■ **Task instructions**
Print all the data, keeping every line exactly as it is.
--- START Source records ---
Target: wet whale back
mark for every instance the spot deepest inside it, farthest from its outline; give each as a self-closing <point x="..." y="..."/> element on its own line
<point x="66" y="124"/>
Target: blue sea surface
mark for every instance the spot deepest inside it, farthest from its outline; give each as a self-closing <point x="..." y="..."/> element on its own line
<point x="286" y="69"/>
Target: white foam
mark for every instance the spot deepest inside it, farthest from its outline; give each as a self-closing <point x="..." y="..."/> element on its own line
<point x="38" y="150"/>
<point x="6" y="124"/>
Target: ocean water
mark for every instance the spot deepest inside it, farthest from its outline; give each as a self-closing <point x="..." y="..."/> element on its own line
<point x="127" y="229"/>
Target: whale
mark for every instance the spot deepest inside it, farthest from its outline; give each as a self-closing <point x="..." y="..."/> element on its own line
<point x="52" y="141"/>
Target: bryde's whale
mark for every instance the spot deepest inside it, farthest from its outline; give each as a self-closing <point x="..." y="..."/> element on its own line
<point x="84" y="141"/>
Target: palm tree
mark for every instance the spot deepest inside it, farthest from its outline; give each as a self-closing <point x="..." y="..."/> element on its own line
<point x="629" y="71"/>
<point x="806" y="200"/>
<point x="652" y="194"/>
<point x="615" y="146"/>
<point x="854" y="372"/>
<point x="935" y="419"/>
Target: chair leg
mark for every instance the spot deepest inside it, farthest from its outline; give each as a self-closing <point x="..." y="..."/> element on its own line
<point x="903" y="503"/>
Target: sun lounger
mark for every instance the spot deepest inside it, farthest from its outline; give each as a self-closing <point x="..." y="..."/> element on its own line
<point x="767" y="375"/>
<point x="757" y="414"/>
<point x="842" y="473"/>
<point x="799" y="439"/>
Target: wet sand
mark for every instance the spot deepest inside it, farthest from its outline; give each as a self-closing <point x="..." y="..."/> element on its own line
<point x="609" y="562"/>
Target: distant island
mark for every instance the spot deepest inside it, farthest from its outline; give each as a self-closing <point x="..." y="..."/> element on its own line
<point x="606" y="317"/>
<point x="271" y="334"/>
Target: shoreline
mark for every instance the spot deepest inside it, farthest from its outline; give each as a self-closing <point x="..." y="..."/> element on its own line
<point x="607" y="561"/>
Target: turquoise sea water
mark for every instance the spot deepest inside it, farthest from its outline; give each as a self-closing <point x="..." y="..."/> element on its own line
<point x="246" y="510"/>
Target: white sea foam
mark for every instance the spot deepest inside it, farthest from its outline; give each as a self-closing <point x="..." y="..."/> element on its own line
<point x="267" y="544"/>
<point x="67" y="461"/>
--- END Source records ---
■ **Result of the task**
Target: wet whale back
mark for every instance the spot deepest inside it, farthest from its outline; give each as a self-closing <point x="..." y="..."/> element on its own line
<point x="66" y="124"/>
Target: blue sea surface
mark for every instance the spot deepest inside it, farthest from its outline; give each as a self-closing <point x="..." y="..."/> element on its own line
<point x="286" y="69"/>
Target: white foam
mark for every instance the spot deepest inside it, farthest from its outline; give each as a self-closing <point x="..." y="..."/> element on its own line
<point x="38" y="150"/>
<point x="6" y="124"/>
Target: ocean water
mark for every instance the spot deepest inside it, farthest from its outline; give each as a self-closing <point x="..." y="..."/> element on its own line
<point x="127" y="229"/>
Target: whale
mark for every instance the spot deepest inside it, farthest from its outline; give each as a self-closing <point x="..." y="..."/> element on its own line
<point x="52" y="141"/>
Target: bryde's whale
mark for every instance the spot deepest inside it, farthest from its outline; give each as a self-closing <point x="..." y="..."/> element on its own line
<point x="84" y="141"/>
Target: palm tree
mark for every instance the spot deepest inside it, farthest from its outline; give each as a self-closing <point x="..." y="..."/> element on its own line
<point x="629" y="71"/>
<point x="806" y="200"/>
<point x="652" y="194"/>
<point x="615" y="146"/>
<point x="854" y="372"/>
<point x="935" y="419"/>
Target: chair leg
mark for every instance the spot deepest inside it, farthest from its outline; give each as a self-closing <point x="..." y="..."/> element on its own line
<point x="903" y="503"/>
Target: sun lounger
mark for every instance the spot deepest inside it, farthest from its outline; give each as a self-closing <point x="..." y="..."/> element on its own line
<point x="767" y="375"/>
<point x="757" y="414"/>
<point x="842" y="473"/>
<point x="799" y="439"/>
Target: wet sand
mark for every instance the spot deepest inside it, farthest from its outline; give each as a self-closing <point x="..." y="..."/> element on its own line
<point x="609" y="562"/>
Target: distant island
mark for every instance the spot deepest inside it, farthest from its outline; give each as a self-closing <point x="..." y="..."/> element on its own line
<point x="606" y="317"/>
<point x="271" y="334"/>
Target: shoreline
mark for every instance the spot deepest inside it, farthest from its outline; give each as a self-closing <point x="..." y="..."/> element on its own line
<point x="607" y="561"/>
Target: turquoise sea water
mark for every instance the spot deepest inside it, farthest from its outline; give each as a self-closing <point x="..." y="..."/> element on its own line
<point x="246" y="510"/>
Target: white sea foam
mark for every instance the spot deepest inside it, farthest from its outline; give each as a self-closing <point x="..." y="..."/> element on its own line
<point x="267" y="544"/>
<point x="67" y="461"/>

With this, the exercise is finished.